Monday, December 10, 2012

Do we actually want to rid Europe of its sex workers?

Do we actually want to rid Europe of its sex workers?

""Towards a Europe free from prostitution" – this is the call from the European Women's Lobby, a coalition of some 200 women's rights NGOs from across the EU, which met at the European parliament last week to launch their campaign. And to build a world where sex is no longer commodified and pleasure is freely exchanged is indeed a laudable feminist project. But we make our lemonade with the lemons we're given, and 21st-century capitalism, under which women's economic and social rights remain grossly circumscribed, does not lend itself to the foundation of such a utopia. So you'll forgive me for concluding that the Women's Lobby might as well be demanding a Europe free from vaginas.

At the launch conference, the lobbyists also heard assessments of the competing policies in Sweden and the Netherlands. Though not designed for societies free from sex work, these represent the two most widely recognised models for reducing violence against and exploitation of sex workers. In 1999, Sweden became the first country in the world to criminalise the buying, but not the selling, of sexual services. By contrast, under the Dutch approach prostitution has been legal and state-regulated for over a decade...
****************************************
In the article on prostitution policy, which country first made buying sexual services a crime but not selling them, and in what year? Please answer briefly. The data that comes next is from a separate source.

▸ **PROVIDED MATERIAL**
****************************************
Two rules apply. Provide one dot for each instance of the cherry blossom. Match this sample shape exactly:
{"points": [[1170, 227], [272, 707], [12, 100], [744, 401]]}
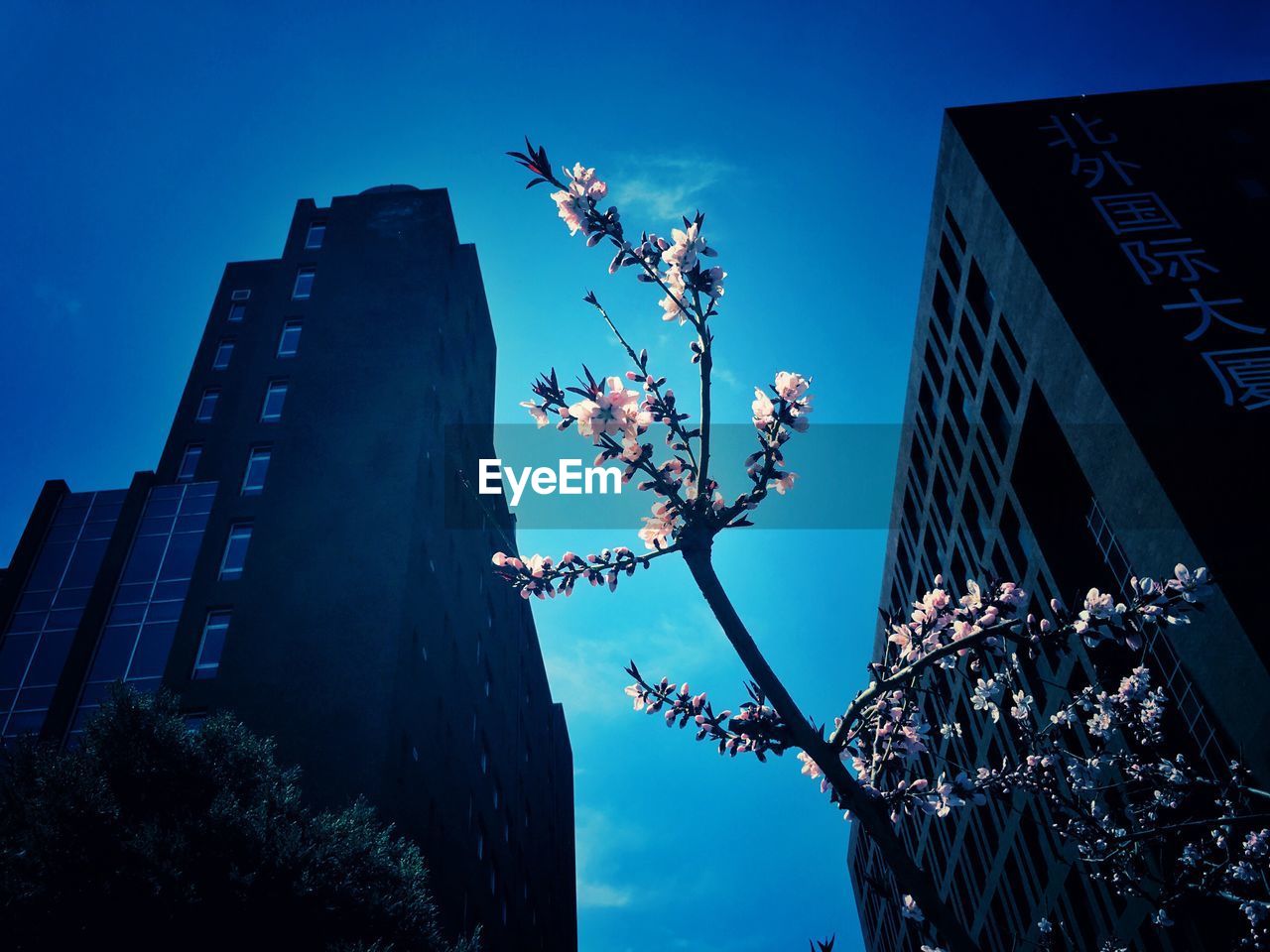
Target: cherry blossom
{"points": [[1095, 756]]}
****************************************
▸ **SOLUTION TO THIS TASK**
Sweden, in 1999.